_CONSIGNES:_
- a) Dans le texte sur le yoga, que signifie le mot « hatha » dans l'expression Hatha Yoga ?
- b) Reprenez le texte sur le yoga à la suite de sa dernière phrase et poursuivez-le.

_TEXTE À ÉTUDIER:_
*-*-*

Le terme de yoga vient de la racine sanskrite Yuj, qui signifie lier, unir, diriger son attention, utiliser, mais aussi communion. "C'est l'union même de notre volonté avec celle de Dieu", poursuit Iyengar. Tous les pouvoirs du corps, de l'esprit et de l'âme doivent être soumis à Dieu. En schématisant, les hindous pensent que tout est imprégné par l'Esprit Suprême Universel (Paratma, Dieu) dont le jivatma (esprit individuel) de chacun est une partie. La manière de créer l'union, d'unir le jivatma de tous, de le mettre en communion avec le Parata et permettre la libération (Moska) c'est le yoga. C'est le moyen, par la peine et la souffrance, de devenir un Yukta (celui qui est en communion avec Dieu). Le yoga permet par différentes voies d'atteindre cet état, en maîtrisant l'esprit, l'intelligence et le soi, de les libérer du désir et de l'effervescence. C'est le plus grand des trésors, la joie éternelle, selon la Bhagavad Gita. Ces efforts de l'homme pour se réunir à Dieu (c'est vrai pour le ,boudhisme, le tantrisme et l'hindouisme) ont plusieurs aspects. Il y a donc plusieurs yogas, comme le Karma Yoga (yoga de l'action, des gestes quotidiens, du travail), le Yoga Marga (yoga de la méditation), ou connu chez nous sous le terme générique de yoga, Hatha Yoga (hatha pour force, effort soutenu).

Yoga a depuis fort longtemps fasciné les voisins de l'Inde. Dont les Arabes, qui mentionnent le yoga dans des textes datant du 2-ème siècle après Jésus-Christ. Très rapidement aussi, ces techniques ont été assimilées au "folklore" local, notamment sous la colonisation britannique. Les exploits des yogis et des bonzes ont été assimilés aux "trucs" des fakirs et autres magiciens, auxquels les Européens accordaient facilement crédit. Bien peu d'officiers ou de négociants de l'Empire Britannique se sont alors laissés tenter par cheminement spirituel au sein des ashrams. Il faut se souvenir que les pratiques religieuses des indigènes étaient considérées avec dégoût, les rites funéraires de crémation ou d'abandon aux fleuves, les pratiques orgiaques de quelques sectes, les sacrifices humains étant rapportés, amplifiés et confondus pêle-mêle dans l'esprits des colons. Les yogis, parfois constitués en bandes armées, pour défendre leurs ashrams contre les musulmans n'étaient en outre pas vraiment bien vus par les Britanniques chargés de maintenir un semblant d'ordre dans ces contrées "sauvages". Ce n'est que vers la fin du dix-neuvième siècle que peu à peu, un nombre significatif d'informations vont transpirer, esquissant un profil plus précis et réaliste de la quête spirituelle des hindous.

Pour les occidentaux, la subtile réalité de la pensée indienne a brutalement surgi dans le panorama vers les années 1940, à travers les travaux de quelques chercheurs, et les interrogations de Georges Dumezil, Max Müller ou Mircea Eliade. Identifié, la pensée religieuse indienne a été utilisée et "récupéré" dans les années 60. Avec l'apothéose bien connue de 1968, et la période hippie où les thèmes mystiques indiens transportèrent des troupes d'Occidentaux vers la quête spirituelle. Cliché historique, le chemin de Katmandou que prirent alors bon nombre de vedettes, d'intellectuels et de jeunes. D'autres semaient des ashrams, lieux de vie et de méditation dans nos campagnes, qui en Auvergne, qui en Haute-Provence.

*-*-*

_ENREGISTREMENTS DE DONNÉES:_
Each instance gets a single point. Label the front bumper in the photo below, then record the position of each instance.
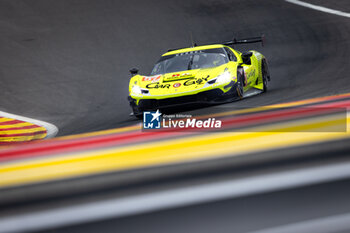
(210, 96)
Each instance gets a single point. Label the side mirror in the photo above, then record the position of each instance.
(246, 57)
(134, 71)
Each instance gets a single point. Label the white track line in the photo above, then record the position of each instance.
(177, 197)
(319, 8)
(51, 129)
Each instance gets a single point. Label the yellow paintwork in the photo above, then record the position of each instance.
(190, 82)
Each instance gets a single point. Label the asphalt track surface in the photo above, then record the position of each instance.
(66, 62)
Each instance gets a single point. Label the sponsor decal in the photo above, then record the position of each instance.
(157, 86)
(196, 81)
(151, 120)
(251, 74)
(153, 79)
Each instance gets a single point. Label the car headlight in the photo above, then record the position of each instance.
(224, 78)
(220, 79)
(136, 90)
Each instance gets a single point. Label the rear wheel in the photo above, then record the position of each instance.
(265, 75)
(240, 80)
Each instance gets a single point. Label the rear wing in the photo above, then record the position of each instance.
(235, 41)
(246, 41)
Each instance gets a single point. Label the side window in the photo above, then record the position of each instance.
(230, 54)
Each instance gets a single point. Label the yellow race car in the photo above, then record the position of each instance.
(213, 73)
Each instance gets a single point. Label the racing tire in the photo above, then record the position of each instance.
(265, 75)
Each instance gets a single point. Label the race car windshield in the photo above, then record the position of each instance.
(200, 59)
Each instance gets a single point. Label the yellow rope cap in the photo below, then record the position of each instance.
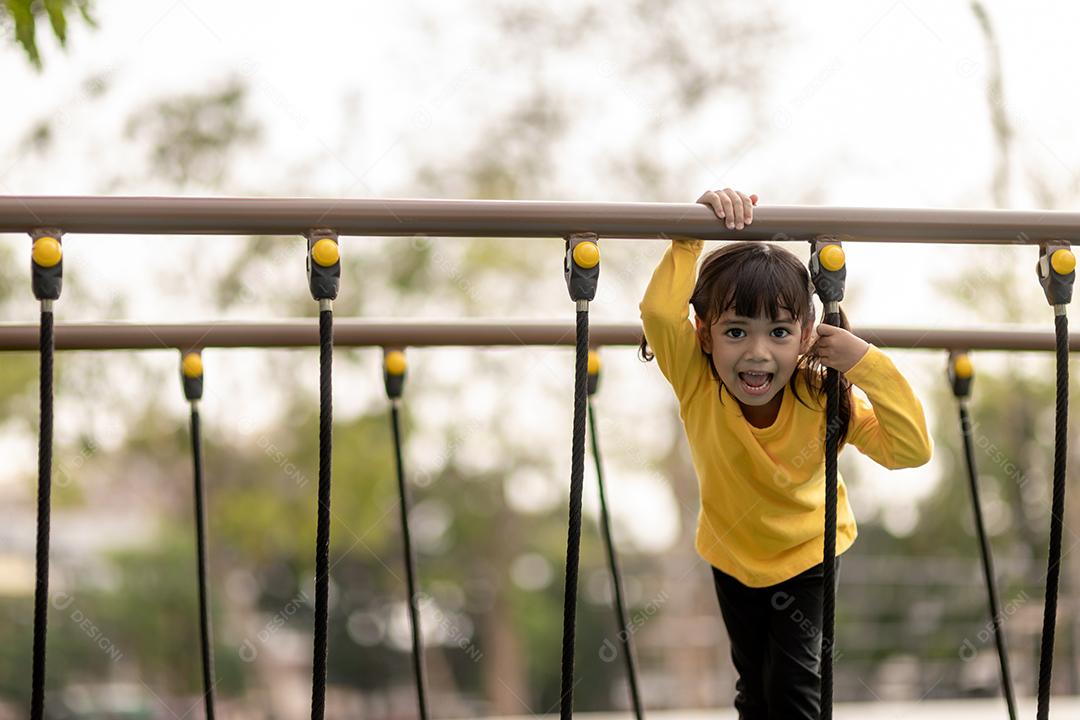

*-*-*

_CORRIGÉ:_
- a) Il signifie force, effort soutenu.

- b)
Les choses ont changé. Krishna ne fait plus guerre recette de ce côté de l'Euphrate, et le yoga se pratique désormais aussi au Club Méditerrannée, entre 17 et 19h00, entre le ski nautique et l'apéro-spectacle du soir. Ils sont plusieurs centaines de milliers, comme à la Fédération Française du Yoga, à pratiquer régulièrement dans des cours, sans guru, comme d'autres font de la danse ou de l'aviron. Font-ils fausse route ? Sont-ils hors de l'authentique Voie ? La spiritualité, la recherche de la communion avec le Grand Tout est-elle indispensable à la pratique du yoga ?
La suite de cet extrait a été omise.